SOURCE DATA:
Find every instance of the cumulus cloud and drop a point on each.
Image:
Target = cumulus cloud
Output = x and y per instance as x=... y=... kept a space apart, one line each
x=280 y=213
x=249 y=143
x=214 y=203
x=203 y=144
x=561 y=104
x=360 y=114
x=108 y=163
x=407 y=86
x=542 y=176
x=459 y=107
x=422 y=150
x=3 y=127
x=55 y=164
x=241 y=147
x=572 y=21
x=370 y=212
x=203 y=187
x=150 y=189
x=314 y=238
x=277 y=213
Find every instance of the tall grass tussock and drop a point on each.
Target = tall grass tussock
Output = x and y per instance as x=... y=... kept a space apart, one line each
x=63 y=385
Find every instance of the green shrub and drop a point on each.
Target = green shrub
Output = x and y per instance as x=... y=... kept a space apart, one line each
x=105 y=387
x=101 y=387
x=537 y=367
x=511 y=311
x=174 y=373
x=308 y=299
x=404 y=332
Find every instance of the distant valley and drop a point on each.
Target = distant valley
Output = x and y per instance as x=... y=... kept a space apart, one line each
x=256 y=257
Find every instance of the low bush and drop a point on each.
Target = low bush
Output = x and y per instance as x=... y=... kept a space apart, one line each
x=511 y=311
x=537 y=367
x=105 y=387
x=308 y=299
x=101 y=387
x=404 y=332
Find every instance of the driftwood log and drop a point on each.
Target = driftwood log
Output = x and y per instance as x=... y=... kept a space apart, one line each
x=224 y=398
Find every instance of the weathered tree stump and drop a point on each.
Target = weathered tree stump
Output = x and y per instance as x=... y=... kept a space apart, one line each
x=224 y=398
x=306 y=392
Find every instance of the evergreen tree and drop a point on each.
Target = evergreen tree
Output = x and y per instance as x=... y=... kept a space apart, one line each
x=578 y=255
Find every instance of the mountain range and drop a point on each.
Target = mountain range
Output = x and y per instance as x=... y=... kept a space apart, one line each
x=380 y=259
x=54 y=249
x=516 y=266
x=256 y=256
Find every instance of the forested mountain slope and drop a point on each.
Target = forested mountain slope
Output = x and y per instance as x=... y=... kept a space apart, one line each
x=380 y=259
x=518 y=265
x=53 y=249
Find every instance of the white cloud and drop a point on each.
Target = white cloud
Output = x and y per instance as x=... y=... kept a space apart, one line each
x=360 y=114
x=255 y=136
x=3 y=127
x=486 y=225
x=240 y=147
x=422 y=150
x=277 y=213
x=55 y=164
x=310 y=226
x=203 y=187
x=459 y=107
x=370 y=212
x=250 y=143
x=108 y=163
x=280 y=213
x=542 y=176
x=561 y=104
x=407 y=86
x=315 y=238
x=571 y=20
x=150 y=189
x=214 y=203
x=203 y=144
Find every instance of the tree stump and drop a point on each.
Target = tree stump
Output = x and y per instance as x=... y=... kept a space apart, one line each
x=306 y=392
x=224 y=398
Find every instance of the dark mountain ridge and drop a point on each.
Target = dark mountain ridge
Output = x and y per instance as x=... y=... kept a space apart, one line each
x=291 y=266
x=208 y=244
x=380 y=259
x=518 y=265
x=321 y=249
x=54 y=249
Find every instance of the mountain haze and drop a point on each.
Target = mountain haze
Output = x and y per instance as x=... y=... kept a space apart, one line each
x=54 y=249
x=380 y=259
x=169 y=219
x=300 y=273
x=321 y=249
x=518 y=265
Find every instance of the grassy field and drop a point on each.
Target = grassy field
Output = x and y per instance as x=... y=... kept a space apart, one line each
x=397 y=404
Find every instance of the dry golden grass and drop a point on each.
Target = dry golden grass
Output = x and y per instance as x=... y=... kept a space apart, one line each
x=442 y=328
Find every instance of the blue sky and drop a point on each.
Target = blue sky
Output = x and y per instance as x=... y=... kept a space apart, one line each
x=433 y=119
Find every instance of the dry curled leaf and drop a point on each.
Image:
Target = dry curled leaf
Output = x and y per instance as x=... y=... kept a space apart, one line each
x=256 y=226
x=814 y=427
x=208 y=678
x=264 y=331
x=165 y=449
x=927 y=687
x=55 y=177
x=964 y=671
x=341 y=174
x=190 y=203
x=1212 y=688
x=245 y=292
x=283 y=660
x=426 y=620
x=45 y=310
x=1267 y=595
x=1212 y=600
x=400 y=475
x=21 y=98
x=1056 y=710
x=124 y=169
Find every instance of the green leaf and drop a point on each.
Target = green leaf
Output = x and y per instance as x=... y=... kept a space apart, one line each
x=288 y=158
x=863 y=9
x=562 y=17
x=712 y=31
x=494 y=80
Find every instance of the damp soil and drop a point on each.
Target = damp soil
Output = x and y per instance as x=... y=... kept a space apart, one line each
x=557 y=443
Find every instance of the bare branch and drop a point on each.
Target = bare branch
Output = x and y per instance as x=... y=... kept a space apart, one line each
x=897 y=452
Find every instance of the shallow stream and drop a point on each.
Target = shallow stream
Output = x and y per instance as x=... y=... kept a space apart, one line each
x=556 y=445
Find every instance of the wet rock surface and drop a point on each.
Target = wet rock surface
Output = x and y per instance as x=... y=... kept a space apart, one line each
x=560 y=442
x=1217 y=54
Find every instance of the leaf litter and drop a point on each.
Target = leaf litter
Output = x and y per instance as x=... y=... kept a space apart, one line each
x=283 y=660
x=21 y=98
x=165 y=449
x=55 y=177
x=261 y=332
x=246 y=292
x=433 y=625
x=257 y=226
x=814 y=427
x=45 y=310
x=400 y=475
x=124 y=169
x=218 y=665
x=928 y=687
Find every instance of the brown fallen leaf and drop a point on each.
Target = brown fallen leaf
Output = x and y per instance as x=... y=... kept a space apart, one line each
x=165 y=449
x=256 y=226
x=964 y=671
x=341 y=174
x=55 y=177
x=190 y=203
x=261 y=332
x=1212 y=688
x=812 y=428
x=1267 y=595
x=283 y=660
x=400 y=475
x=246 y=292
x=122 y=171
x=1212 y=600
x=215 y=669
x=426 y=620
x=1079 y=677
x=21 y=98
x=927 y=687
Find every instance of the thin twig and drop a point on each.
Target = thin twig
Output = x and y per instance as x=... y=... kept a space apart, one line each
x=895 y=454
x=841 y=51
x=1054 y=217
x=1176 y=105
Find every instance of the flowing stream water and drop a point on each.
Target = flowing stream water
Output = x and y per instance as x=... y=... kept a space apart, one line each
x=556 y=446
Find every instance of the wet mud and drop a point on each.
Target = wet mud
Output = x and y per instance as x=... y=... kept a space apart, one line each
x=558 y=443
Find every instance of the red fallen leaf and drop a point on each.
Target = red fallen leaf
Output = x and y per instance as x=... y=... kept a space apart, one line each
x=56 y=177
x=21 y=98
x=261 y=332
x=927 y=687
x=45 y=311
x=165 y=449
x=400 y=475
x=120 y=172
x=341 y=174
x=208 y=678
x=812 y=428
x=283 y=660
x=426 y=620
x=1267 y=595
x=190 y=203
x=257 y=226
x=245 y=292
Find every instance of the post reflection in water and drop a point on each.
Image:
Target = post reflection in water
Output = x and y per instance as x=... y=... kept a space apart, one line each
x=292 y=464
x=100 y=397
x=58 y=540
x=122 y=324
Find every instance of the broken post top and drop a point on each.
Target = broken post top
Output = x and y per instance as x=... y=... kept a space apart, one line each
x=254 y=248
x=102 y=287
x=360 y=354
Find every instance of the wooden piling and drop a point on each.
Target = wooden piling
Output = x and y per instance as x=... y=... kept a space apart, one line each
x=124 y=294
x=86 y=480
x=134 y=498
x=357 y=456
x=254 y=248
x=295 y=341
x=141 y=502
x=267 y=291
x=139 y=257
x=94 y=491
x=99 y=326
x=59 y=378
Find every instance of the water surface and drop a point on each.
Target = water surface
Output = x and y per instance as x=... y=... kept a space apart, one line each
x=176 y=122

TASK REQUIREMENTS: Reproduce, word for word and in full, only the lines above that start at the line with "Find every instance of the thin" and run through the line with "Target = red fallen leaf", both ends included.

SOLUTION TO THIS TASK:
Find every instance of the thin twig and drop a point on each.
Target = thin twig
Output = x and y per instance as x=... y=... kept a space apart, one line each
x=895 y=454
x=841 y=51
x=1054 y=217
x=1176 y=105
Find every instance of the flowing stream water and drop a point on each.
Target = flowing stream water
Output = x and y per instance as x=... y=... kept a space apart, one line each
x=556 y=446
Find every instance of the wet mud and drop a point on each.
Target = wet mud
Output = x and y per instance as x=... y=... kept a space apart, one line each
x=558 y=443
Find every instance of the red fallen leaf and drop a point on each.
Target = red fallen leaf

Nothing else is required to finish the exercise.